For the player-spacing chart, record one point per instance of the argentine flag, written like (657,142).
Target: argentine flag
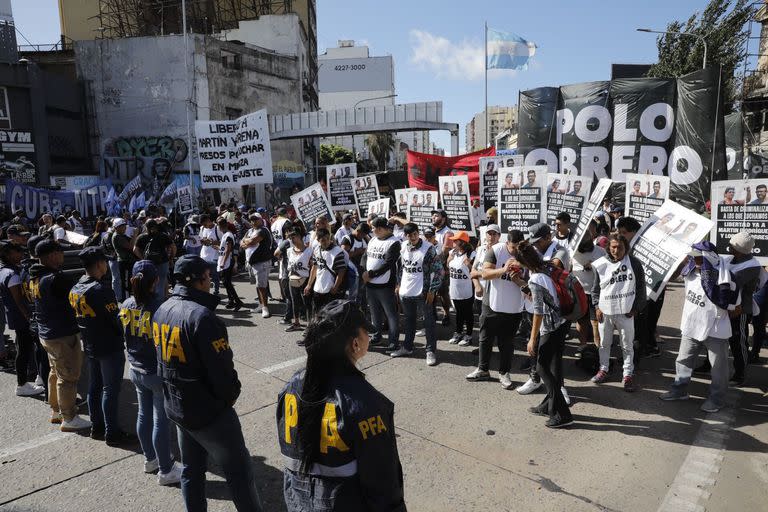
(508,51)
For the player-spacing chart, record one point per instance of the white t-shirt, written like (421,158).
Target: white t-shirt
(210,253)
(702,319)
(226,260)
(460,284)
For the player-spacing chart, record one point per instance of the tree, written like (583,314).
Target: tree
(722,24)
(380,145)
(331,154)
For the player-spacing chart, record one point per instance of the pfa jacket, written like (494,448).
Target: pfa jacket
(96,310)
(358,467)
(194,358)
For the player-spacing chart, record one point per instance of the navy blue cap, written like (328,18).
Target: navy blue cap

* * *

Problem statement: Rewrite the listing with every "player-spacing chart" changed to "player-position chart" and everything else kept the same. Leave the picture out of your version.

Completed task:
For the player-position chart, record one point per instance of the argentine flag, written like (657,142).
Target: argentine flag
(508,51)
For the player-position chart, record one point per instance of the white t-shirt, written like (421,158).
Target: white t-shirt
(210,253)
(702,319)
(226,260)
(460,284)
For the player-position chart, record one point per instance of the tree, written like (583,314).
Target: tree
(722,24)
(380,145)
(331,154)
For the player-position chart, record one point per instance of the pfa jacket, written like (494,448).
Target: pfa jacket
(96,310)
(358,467)
(194,358)
For the player-position chart, record one point per instance of the navy blue cap, written like (328,18).
Target: navy blue cap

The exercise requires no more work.